**WRITTEN REQUEST**
Keep the pictures out of the copy and print all the entries below exactly.

Start of LISTING

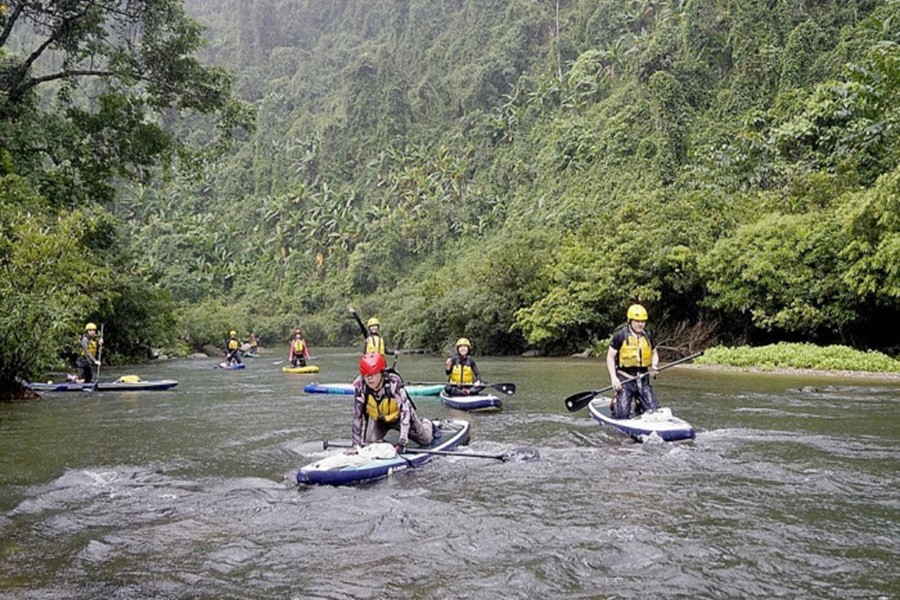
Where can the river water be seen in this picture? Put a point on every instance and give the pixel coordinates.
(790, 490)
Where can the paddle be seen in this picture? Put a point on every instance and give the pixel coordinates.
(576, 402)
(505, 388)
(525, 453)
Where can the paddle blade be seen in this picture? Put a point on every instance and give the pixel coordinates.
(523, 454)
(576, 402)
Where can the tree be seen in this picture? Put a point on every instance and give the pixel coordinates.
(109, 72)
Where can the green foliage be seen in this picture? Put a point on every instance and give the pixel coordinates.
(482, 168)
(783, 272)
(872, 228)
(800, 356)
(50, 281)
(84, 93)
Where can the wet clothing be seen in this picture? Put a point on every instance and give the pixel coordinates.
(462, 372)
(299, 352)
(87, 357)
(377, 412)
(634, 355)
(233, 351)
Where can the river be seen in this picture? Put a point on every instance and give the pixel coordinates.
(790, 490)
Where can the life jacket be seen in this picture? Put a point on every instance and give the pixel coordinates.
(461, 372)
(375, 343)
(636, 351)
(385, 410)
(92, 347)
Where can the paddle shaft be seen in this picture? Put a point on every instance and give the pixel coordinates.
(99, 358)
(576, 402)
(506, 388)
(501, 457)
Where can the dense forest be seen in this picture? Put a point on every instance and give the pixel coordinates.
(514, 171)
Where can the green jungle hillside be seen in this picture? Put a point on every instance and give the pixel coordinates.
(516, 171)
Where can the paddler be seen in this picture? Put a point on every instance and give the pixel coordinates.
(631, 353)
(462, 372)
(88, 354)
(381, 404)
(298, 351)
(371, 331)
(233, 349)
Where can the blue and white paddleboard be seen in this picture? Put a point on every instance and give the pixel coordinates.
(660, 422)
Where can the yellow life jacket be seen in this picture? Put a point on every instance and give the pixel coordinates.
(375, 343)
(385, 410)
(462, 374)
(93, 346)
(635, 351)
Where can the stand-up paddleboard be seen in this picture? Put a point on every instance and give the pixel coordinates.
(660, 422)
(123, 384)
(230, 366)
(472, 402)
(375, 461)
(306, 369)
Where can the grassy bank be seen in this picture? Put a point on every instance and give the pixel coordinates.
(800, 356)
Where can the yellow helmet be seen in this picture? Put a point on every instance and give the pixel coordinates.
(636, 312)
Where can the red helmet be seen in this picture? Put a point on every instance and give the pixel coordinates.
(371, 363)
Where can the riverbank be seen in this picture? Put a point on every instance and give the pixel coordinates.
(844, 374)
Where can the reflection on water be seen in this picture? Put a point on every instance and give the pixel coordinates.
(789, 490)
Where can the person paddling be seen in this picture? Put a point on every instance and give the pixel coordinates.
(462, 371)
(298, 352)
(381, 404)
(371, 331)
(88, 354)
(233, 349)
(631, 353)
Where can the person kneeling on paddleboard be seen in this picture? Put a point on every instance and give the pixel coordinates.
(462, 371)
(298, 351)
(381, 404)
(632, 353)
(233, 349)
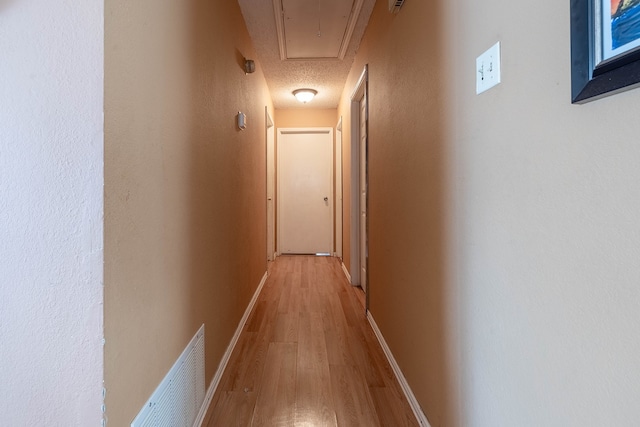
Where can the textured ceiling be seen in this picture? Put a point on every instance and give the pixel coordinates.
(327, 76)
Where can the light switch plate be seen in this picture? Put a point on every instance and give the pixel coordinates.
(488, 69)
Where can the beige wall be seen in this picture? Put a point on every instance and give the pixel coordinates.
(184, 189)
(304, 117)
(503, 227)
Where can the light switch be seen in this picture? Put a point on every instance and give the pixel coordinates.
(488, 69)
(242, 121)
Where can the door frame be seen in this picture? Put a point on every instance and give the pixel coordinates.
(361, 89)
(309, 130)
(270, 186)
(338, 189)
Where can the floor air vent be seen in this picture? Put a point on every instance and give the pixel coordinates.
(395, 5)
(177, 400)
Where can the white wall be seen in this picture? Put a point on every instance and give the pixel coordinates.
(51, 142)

End of LISTING

**SOLUTION**
Where can the river water be seen in this picture? Put a point on every instance and give the pixel coordinates.
(790, 490)
Where can the paddle be seen in this picture? Put a point on every instance and give the pixel coordinates.
(576, 402)
(505, 388)
(525, 453)
Where can the paddle blade be seen in this picture? Put a point on every instance and give the pixel coordinates.
(523, 454)
(576, 402)
Where can the tree be seen in this picture? Put a point on every instance and give the pixel coordinates.
(109, 72)
Where can the green foliage be seen in this picture? Put a point on every instance and give the pixel coordinates.
(482, 168)
(783, 272)
(872, 228)
(800, 356)
(50, 281)
(84, 93)
Where can the wet clothing be seen in this picture? Put a point on every instance and give the pixel coordinates.
(462, 372)
(299, 352)
(87, 357)
(377, 412)
(634, 355)
(233, 351)
Where can the river be seen in this picture? Put a point on every instance and give the pixel coordinates.
(790, 490)
Where can the life jacket be seen in this picture? Put a point on every instance and give the pixel coordinates.
(461, 372)
(375, 343)
(636, 351)
(385, 410)
(92, 347)
Where can the paddle shaft be seen in this picture? Put a point on every instance and give the pixel coordinates.
(99, 358)
(576, 402)
(506, 388)
(501, 457)
Where can the dense forest be seen in this picture? Put a point on every instance and give the pixel coordinates.
(514, 171)
Where can the green jungle hillside be seen in this picture? Put a point on every instance and give the pixel coordinates.
(516, 171)
Where can the paddler be seen in this picture? Put a point on every instance and give the pixel coordinates.
(631, 353)
(462, 372)
(88, 354)
(381, 404)
(298, 351)
(371, 331)
(233, 349)
Where can the blue and white paddleboard be seen in this picture? Put a point on every instance and give the pixel coordinates.
(660, 422)
Where can the yellow life jacket be seen in this picture? Put a point on every instance and give the pixel coordinates.
(375, 343)
(385, 410)
(462, 374)
(93, 346)
(635, 351)
Where can the stand-up paddleboard be seen in this picture? Put a point on every instance and give the pixel coordinates.
(660, 422)
(123, 384)
(230, 366)
(472, 402)
(375, 461)
(306, 369)
Where can the grassy bank be seen in this picture? Put a point on every instance and give the pixel coordinates.
(800, 356)
Where can the yellow helmet be seen in this picture? Put a point on every instance and give the pixel coordinates.
(636, 312)
Where can the red helmet be seen in this picture? Put a point on every instance and give the pixel coordinates.
(371, 363)
Where can the riverbank be seen in this picture? Put a point on every instance and give the pixel coordinates.
(844, 374)
Where can the reflection on water be seen in this picture? Put a point on every instance and give the pixel coordinates.
(789, 490)
Where can the person paddling be seen in this picture? Put a point on every instance and give the pixel coordinates.
(462, 371)
(298, 352)
(381, 404)
(371, 331)
(88, 354)
(233, 349)
(631, 353)
Where can the person kneeling on paddleboard be seen in this picture? Put a point on every instance and give the pixel coordinates.
(462, 371)
(298, 351)
(381, 404)
(632, 353)
(233, 349)
Where can the textured ceiling be seen in this picture? Put a point on every instance and give the pixel coordinates.
(327, 76)
Where can the light switch plate be seen in this picture? Put a point on every instance and give the pixel coordinates.
(488, 69)
Where can the beige wall be seen in this picture? Put a point on every instance and give the pixel coordinates.
(184, 189)
(304, 117)
(503, 227)
Where can the light switch be seen in this picture? Put a point on every instance and give the pixel coordinates.
(488, 69)
(242, 121)
Where can the door frame be seen in this picture? Put a point on every instance and give the pixel coordinates.
(361, 89)
(309, 130)
(270, 186)
(338, 189)
Where can the floor air vent be seen in this picture? Put a point on every instance and give the pixel coordinates.
(395, 5)
(177, 400)
Where can the white wall be seen in this picture? Put a point on every instance and give the pixel coordinates.
(51, 142)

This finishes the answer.